# Instructions to follow:
The output should be the line containing "Query: man's ear" and every later line of the records, exactly as written, and nothing else.

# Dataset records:
= Beginning of Section =
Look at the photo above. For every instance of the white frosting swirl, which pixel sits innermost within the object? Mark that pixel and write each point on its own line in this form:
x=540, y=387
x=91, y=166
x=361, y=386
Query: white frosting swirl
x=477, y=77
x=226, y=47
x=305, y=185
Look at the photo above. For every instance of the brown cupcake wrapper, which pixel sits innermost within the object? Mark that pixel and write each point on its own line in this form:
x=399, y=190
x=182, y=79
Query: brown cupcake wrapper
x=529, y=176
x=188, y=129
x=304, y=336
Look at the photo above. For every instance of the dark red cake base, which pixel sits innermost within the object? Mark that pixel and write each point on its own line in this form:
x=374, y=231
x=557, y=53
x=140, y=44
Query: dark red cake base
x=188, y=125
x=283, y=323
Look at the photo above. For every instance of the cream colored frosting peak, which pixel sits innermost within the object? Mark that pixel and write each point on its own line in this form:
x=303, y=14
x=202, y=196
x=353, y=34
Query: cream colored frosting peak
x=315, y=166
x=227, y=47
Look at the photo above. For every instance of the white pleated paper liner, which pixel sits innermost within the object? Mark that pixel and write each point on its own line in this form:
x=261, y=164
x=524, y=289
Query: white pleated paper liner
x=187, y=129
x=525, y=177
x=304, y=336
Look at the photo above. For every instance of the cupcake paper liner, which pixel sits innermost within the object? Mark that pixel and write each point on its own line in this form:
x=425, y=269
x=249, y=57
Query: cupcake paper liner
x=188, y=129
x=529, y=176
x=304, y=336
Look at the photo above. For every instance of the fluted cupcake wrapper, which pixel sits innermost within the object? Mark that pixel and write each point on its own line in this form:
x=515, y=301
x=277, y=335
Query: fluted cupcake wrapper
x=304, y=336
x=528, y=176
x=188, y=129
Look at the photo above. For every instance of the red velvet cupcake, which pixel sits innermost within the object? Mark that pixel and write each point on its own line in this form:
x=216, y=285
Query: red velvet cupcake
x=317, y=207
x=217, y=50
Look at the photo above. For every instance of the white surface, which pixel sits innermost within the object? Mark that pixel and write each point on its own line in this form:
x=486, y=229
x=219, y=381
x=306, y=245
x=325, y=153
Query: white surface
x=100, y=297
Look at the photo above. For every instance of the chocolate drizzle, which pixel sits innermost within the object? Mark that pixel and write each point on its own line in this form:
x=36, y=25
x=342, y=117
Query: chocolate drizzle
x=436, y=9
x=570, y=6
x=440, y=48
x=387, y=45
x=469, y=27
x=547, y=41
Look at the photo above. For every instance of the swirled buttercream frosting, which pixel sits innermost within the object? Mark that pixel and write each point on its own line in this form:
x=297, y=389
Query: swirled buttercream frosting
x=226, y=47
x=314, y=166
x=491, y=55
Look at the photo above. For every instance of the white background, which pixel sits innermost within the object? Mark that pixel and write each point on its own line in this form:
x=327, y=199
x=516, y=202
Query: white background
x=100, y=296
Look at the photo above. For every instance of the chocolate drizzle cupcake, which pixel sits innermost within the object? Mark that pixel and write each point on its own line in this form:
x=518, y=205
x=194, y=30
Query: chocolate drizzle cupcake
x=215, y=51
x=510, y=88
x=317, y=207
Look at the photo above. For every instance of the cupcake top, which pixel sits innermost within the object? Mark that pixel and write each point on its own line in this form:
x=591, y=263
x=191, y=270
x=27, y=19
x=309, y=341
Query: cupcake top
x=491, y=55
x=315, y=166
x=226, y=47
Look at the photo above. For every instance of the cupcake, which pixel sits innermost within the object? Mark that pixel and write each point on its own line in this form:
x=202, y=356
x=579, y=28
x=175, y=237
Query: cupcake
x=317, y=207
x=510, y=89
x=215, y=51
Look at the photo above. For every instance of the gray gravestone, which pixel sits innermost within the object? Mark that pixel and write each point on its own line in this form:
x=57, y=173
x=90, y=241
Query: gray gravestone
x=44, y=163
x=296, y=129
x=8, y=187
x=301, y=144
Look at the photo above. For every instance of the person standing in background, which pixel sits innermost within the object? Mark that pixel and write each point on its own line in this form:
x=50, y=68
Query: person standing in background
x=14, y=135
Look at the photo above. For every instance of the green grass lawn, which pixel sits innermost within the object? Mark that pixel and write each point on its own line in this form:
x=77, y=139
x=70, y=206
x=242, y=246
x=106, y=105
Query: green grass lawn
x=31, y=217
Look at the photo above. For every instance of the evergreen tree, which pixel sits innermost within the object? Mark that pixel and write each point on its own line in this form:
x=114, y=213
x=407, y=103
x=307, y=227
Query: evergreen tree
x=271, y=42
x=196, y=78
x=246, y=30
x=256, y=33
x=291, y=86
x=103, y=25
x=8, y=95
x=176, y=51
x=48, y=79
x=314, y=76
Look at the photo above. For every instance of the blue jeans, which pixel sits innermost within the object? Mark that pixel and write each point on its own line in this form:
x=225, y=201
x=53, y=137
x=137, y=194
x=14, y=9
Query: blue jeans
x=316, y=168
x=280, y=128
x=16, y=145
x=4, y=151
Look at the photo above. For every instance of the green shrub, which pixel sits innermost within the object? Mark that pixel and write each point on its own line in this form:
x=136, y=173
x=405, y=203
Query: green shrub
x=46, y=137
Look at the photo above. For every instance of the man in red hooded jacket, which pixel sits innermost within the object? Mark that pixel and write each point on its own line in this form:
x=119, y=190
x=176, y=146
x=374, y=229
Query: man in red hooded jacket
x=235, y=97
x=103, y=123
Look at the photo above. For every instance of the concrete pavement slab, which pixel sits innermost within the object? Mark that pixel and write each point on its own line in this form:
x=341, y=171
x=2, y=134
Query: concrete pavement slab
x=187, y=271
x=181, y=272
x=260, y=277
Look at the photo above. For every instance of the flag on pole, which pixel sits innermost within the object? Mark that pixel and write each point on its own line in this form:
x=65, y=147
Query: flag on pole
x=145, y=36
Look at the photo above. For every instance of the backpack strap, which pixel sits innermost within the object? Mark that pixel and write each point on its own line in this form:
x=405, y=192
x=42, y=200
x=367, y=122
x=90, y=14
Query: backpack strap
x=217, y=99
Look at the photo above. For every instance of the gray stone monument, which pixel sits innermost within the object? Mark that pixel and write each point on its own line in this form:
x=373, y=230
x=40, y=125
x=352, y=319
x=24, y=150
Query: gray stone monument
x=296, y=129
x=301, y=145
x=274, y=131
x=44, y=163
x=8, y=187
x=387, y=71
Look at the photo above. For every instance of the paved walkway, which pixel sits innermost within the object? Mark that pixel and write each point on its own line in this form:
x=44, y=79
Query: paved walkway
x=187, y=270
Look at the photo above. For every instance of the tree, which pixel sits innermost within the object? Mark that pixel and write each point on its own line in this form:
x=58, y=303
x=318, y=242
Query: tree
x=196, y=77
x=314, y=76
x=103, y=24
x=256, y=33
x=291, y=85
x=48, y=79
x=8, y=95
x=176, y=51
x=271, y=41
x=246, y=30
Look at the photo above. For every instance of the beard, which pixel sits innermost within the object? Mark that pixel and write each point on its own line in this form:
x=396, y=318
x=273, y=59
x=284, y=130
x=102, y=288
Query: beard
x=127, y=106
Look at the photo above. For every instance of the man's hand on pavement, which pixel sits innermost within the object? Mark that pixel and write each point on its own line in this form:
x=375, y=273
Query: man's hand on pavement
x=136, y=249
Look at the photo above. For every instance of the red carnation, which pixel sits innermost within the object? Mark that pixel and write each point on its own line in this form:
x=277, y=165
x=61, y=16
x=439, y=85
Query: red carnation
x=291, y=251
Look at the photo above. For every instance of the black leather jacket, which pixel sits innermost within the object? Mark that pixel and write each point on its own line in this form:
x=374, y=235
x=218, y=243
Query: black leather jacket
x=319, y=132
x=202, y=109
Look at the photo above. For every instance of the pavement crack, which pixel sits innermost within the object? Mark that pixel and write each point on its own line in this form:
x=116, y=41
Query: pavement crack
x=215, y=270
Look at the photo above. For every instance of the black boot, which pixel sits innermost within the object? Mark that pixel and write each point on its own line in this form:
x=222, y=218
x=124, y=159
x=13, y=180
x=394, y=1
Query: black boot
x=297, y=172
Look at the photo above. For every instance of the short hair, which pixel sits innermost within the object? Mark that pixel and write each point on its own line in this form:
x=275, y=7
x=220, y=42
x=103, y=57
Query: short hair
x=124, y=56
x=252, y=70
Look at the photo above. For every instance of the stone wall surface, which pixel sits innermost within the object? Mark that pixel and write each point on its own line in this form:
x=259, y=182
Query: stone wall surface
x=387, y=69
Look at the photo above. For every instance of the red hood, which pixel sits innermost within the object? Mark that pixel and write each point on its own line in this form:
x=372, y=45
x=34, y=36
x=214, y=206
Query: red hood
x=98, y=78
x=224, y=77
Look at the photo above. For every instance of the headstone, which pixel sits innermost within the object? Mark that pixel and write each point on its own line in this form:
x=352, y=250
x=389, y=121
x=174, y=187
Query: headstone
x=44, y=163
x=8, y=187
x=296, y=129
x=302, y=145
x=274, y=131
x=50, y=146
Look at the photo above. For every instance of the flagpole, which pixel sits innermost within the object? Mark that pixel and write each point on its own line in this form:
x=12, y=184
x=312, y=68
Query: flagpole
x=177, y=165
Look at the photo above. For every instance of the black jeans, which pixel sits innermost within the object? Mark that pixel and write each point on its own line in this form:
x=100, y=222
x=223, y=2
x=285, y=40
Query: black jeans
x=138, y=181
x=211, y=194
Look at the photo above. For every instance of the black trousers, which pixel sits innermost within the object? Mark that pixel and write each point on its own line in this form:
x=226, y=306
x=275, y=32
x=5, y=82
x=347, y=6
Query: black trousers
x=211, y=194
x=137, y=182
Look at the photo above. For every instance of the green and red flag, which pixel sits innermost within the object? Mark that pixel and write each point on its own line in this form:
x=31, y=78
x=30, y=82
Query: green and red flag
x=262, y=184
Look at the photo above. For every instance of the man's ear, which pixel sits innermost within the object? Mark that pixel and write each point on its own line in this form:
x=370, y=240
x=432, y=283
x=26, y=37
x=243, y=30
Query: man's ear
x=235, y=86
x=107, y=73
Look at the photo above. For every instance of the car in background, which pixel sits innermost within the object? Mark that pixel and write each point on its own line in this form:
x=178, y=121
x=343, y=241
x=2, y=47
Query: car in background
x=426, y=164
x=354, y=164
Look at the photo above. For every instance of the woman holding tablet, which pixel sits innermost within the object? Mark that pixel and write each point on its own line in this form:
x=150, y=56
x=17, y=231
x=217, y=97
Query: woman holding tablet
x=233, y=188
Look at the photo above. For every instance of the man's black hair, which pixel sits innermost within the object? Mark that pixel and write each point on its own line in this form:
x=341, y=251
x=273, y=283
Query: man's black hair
= End of Section =
# Completed exercise:
Query: man's ear
x=235, y=86
x=107, y=73
Look at the photo above. For every instance of the car in background, which pixel sits innermost within the object? Mark that pixel and write each point on its own line in this form:
x=178, y=121
x=343, y=241
x=2, y=47
Query: car in background
x=426, y=164
x=354, y=164
Look at the photo above. For every instance of the woman holding tablet, which pixel sits innermost within the object? Mark that pixel and write each point on its own line in this form:
x=150, y=56
x=17, y=231
x=217, y=97
Query: woman holding tablet
x=233, y=188
Look at the photo above. For every instance of the man's black hair, which pixel sits innermost within the object? Mark that pixel and write each point on its own line in this form:
x=341, y=251
x=273, y=283
Query: man's black hair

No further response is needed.